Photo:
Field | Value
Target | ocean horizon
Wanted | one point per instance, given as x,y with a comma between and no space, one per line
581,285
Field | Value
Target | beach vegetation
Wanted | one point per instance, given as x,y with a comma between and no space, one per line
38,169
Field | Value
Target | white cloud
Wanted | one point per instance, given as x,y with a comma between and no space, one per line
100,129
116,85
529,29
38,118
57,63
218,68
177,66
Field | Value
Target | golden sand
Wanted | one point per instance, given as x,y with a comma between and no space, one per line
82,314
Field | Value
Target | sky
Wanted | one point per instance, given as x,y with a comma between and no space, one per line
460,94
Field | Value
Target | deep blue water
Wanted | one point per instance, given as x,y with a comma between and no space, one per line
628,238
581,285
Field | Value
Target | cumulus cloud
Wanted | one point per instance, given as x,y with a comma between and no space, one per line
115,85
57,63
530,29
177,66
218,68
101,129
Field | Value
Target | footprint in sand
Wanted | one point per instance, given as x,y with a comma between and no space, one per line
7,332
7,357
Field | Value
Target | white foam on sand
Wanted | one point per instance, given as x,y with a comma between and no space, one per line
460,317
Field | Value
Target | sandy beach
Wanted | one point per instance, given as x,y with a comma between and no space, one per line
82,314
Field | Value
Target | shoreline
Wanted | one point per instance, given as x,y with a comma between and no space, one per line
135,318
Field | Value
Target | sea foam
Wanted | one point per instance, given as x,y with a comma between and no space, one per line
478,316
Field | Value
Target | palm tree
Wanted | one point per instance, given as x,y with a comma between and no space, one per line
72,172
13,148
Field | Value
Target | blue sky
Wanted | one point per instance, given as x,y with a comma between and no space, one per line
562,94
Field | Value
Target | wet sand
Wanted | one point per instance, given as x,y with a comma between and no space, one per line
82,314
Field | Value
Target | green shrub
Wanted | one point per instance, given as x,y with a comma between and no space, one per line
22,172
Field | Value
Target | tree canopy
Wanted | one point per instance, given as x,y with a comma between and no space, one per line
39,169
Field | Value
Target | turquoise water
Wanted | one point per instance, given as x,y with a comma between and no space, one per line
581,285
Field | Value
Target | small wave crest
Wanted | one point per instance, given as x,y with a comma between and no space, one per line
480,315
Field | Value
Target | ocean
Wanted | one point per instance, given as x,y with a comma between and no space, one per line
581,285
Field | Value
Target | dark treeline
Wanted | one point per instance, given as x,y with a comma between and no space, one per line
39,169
====
Repeat the entries shown above, every one, word for word.

Photo:
Field | Value
Target | ocean horizon
Wanted | one point per instance, given as x,y with a comma between and no space, one per line
581,285
Field | Value
Target | beach vegetation
Wanted | one point per instance, given as x,y with a comma between and no space, one per line
38,169
Field | Value
Target | white cloud
Wanted | one point per instance, given as x,y with a comma between and no space, one per line
100,129
116,85
529,29
38,118
57,63
218,68
177,66
Field | Value
Target | golden sand
Wanted | one point per instance, given as x,y with a comma between and no space, one per line
82,314
Field | Value
Target | sky
Wanted | one point per instance, given as x,y with a comma between and no space, one per line
460,94
Field | Value
Target | deep blue water
Wanted | one point per instance, given as x,y with a comma between and no space, one per line
628,238
581,285
Field | Value
Target | cumulus cloud
Wanted | one point per instance, given as x,y with a comma between and no space, one per line
115,85
57,63
530,29
177,66
218,68
101,129
Field | Value
Target | footprint in sand
Wanted | one point per instance, given as x,y with a comma between and no space, one per line
7,332
7,357
Field | Value
Target | white foam on sand
Wanted | one point per instance, given as x,y with a comma between and no space, one per line
460,317
Field | Value
Target | sandy beach
Wanted | one point per instance, given as x,y with a comma between and no space, one per line
82,314
Field | Value
Target | shoreline
Wanted | one point per instance, given as x,y with a comma between and no space, one per line
135,318
Field | Value
Target | sea foam
Wanted | one point per instance, given as x,y with a comma between and no space, one per line
478,316
Field | Value
Target | palm tree
Wanted | one point per instance, given as x,y with a comma between and no space, one per line
72,172
13,148
Field | Value
Target | blue sky
Wanted | one point per instance, given as x,y with a comma between and no space, one per line
562,94
Field | Value
Target | wet sand
Wanted | one point per instance, given as x,y with a comma between and no space, one per line
82,314
Field | Value
Target | green shrub
Wanted | one point per instance, given as x,y with a comma between and no space, one per line
22,172
Field | Value
Target | tree canopy
Wanted | one point per instance, given as x,y with a comma between and no space, one per line
39,169
Field | Value
Target | turquoise water
Wanted | one point per instance, given as x,y with a comma between and no space, one per line
581,285
Field | Value
Target | small wave crest
Wanted | one point per instance, given as x,y with a comma between and no space, one per line
480,315
Field | Value
Target | ocean
Wanted | one point per instance, given as x,y with a comma between and no space, one per line
581,285
Field | Value
Target | dark treeline
Wanted | one point per instance, given as x,y with a comma between and no space, one per line
39,169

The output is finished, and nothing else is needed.